Reproduce the stretch of data below from the line containing "Can you help me find the blue sky" through the line containing "[342,358,583,545]", with the requests included and left unchanged. Multiply every bounding-box coordinate in the answers by 2.35 and round each result to a whole number, with halves rounding up.
^^^^^^^^^^^^^^^^
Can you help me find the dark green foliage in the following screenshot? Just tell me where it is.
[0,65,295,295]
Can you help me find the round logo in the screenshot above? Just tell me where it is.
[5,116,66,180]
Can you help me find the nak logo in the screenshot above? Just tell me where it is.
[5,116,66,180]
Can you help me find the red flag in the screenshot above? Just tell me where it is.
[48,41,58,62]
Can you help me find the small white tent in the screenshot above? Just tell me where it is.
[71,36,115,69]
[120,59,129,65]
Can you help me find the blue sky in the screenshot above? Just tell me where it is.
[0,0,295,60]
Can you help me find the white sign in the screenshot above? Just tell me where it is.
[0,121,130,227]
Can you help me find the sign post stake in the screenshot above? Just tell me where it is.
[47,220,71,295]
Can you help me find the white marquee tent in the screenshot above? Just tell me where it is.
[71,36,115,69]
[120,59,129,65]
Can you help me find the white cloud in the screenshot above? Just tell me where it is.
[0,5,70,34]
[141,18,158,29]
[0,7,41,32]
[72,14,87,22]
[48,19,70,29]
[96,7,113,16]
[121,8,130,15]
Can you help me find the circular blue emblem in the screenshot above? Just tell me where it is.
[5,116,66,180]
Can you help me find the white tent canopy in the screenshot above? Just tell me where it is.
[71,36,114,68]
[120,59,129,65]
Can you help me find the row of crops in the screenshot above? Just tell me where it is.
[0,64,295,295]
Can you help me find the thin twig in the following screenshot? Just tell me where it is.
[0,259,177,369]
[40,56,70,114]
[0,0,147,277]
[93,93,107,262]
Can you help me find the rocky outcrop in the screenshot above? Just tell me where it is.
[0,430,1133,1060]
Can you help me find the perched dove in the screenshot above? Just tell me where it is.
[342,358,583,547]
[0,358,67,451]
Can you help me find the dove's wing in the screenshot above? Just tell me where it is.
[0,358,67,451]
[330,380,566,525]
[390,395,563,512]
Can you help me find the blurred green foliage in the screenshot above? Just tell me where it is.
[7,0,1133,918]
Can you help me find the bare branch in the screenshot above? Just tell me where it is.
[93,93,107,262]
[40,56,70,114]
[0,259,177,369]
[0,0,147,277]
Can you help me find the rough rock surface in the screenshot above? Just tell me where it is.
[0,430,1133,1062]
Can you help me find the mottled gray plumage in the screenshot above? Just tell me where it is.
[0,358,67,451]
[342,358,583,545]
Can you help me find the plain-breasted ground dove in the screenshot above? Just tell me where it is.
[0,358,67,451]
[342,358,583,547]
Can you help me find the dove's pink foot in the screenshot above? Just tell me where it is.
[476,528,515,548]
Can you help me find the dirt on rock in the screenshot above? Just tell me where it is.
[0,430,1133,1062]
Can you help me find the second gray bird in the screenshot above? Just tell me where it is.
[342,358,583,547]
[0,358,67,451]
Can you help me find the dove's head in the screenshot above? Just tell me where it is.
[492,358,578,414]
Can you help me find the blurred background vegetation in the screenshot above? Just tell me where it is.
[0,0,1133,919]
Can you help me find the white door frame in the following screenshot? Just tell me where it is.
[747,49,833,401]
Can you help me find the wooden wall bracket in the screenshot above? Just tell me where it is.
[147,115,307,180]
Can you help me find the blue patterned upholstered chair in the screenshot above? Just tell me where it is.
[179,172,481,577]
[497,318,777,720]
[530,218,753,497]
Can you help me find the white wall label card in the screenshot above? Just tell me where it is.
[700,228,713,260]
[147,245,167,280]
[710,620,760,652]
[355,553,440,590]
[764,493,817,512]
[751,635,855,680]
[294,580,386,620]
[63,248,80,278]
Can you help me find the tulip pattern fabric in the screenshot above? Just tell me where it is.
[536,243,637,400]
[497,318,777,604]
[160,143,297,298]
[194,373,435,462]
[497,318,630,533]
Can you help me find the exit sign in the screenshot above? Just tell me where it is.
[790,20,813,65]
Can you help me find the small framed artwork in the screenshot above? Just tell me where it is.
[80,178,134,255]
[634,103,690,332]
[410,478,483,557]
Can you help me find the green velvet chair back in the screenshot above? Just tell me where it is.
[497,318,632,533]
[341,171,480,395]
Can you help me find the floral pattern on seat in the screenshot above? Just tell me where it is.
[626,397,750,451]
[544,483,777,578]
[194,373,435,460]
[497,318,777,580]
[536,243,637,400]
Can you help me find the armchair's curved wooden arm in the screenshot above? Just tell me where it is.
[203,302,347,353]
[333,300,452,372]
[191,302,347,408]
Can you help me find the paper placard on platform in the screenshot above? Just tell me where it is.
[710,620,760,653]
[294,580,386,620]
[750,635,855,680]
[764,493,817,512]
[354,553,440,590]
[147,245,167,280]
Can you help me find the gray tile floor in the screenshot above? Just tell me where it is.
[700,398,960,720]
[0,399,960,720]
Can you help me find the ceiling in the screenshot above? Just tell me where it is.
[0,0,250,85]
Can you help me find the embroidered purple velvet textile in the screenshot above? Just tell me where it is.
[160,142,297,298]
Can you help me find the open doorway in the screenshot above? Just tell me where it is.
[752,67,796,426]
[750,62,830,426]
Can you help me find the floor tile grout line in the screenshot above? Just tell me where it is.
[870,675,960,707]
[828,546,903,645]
^^^^^^^^^^^^^^^^
## SOLUTION
Can you help me find the blue sky in the screenshot above? Just tell me where it is.
[0,0,693,141]
Can you help me find the white sign in the screenshot above? Just tell me where it is.
[0,284,306,533]
Can you help me find the sign post stake in the screenshot above? Just tell me where it is.
[110,517,167,693]
Can you help me find the white marquee tent in the screenshot above? Just tell me where it is.
[167,85,270,162]
[282,139,303,153]
Can you help me find the white cloud in the screenshot above? Just tell me where it is.
[0,12,165,80]
[331,42,371,68]
[0,16,96,75]
[169,33,204,52]
[113,45,165,68]
[226,16,266,38]
[284,19,306,35]
Can you help me find the circular blue emblem in the screenshot above? Just tell me where it is.
[12,273,155,423]
Can you help me find the white tent canopy in the screenshot above? Just tell me where it is.
[167,85,268,160]
[282,139,303,153]
Can you help me find the row of crops in the screenshot above? Just tell me where it is.
[0,150,693,693]
Can you help me find the thin twig in the following screenshot? Just tell me where it is.
[0,609,416,867]
[94,132,165,268]
[0,0,345,651]
[219,219,251,616]
Can you help me find the rocky outcrop in the screenshot above? Just tell me where it is.
[0,1011,2663,2491]
Can you help me find the perched dove in the screenshot above? Just tell me where it is.
[804,841,1370,1285]
[0,841,157,1060]
Can you help me find the dove's wing in the screenshot above? Just tell me where it is.
[0,841,157,1060]
[776,893,1330,1234]
[917,928,1323,1203]
Can you help me find the blurred green foliage in the screenshot above? Just tell me where it is.
[16,0,2663,2157]
Can you help me find the bare branch in the screenshot above? Just tell me where it is.
[219,219,251,616]
[94,132,165,268]
[0,609,416,867]
[0,0,345,651]
Can you help me find the rough rock surface in the screenshot above? Just tell me where it is.
[0,1011,2663,2496]
Can you help me find the mottled gray plumage in the screenshot above? Just tell me where it is.
[0,841,157,1060]
[804,841,1370,1281]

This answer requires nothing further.